MILWAUKEE - The city of Milwaukee's COVID-19 public health order expired Tuesday, June 1 – scrapping capacity limits and the mask ordinance.
Milwaukee businesses now have to decide what to do, and some may still ask patrons to mask up.
"I think it’s too early. There are still people who are catching COVID-19, unfortunately," said Natasha Jules of Jewels Caribbean Bar & Restaurant. "It’s a dangerous time. So, we are going to err on the side of caution. And the mask doesn’t prevent you from enjoying yourself."
The restaurant, located in the city's Bronzeville neighborhood, will ask patrons to mask up and spread out.
The business is getting ready for a Prince tribute show on Friday. On Saturday, there will be a reggae show.
"We are still reducing our capacity so that people can safely social distance. We still have our tables spread far apart to accommodate that," said Jules.

▶ **RAW DATA**

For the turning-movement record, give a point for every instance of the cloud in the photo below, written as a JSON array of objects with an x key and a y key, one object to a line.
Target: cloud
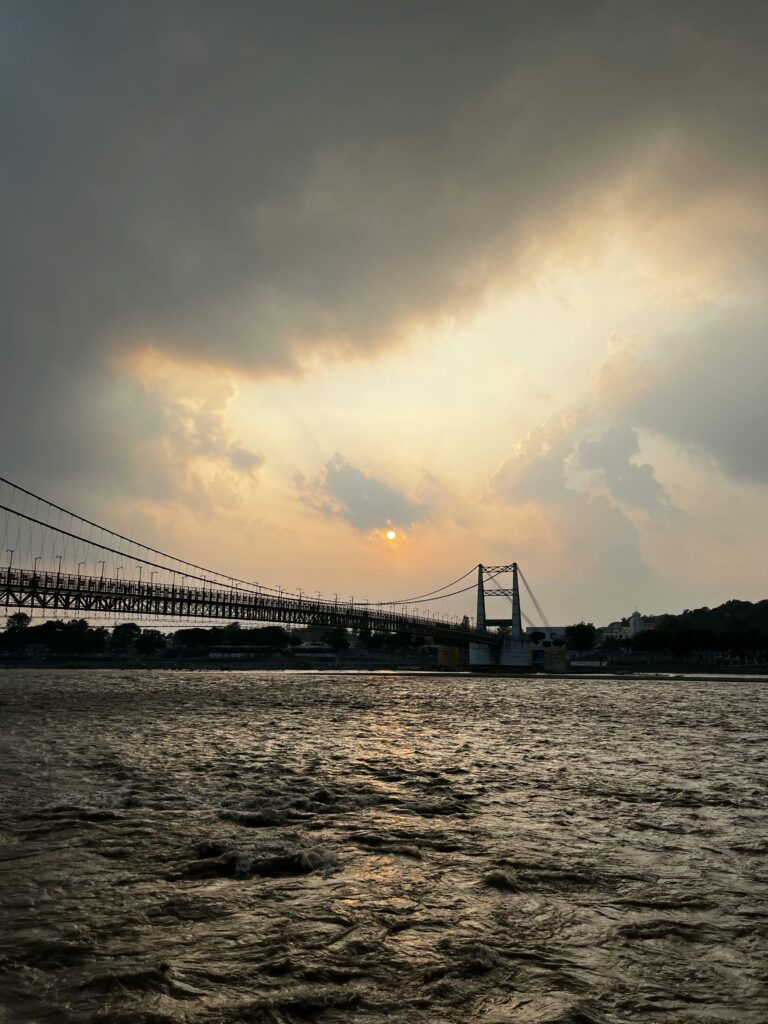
[
  {"x": 587, "y": 543},
  {"x": 610, "y": 456},
  {"x": 304, "y": 177},
  {"x": 347, "y": 493},
  {"x": 706, "y": 390}
]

▶ **ABOUT THIS TASK**
Reproduce word for word the portion of the Milwaukee mask order report that begins with the words containing "MILWAUKEE - The" and ends with "and spread out.". Nothing in the listing is needed for what follows.

▶ **RESPONSE AREA**
MILWAUKEE - The city of Milwaukee's COVID-19 public health order expired Tuesday, June 1 – scrapping capacity limits and the mask ordinance.
Milwaukee businesses now have to decide what to do, and some may still ask patrons to mask up.
"I think it’s too early. There are still people who are catching COVID-19, unfortunately," said Natasha Jules of Jewels Caribbean Bar & Restaurant. "It’s a dangerous time. So, we are going to err on the side of caution. And the mask doesn’t prevent you from enjoying yourself."
The restaurant, located in the city's Bronzeville neighborhood, will ask patrons to mask up and spread out.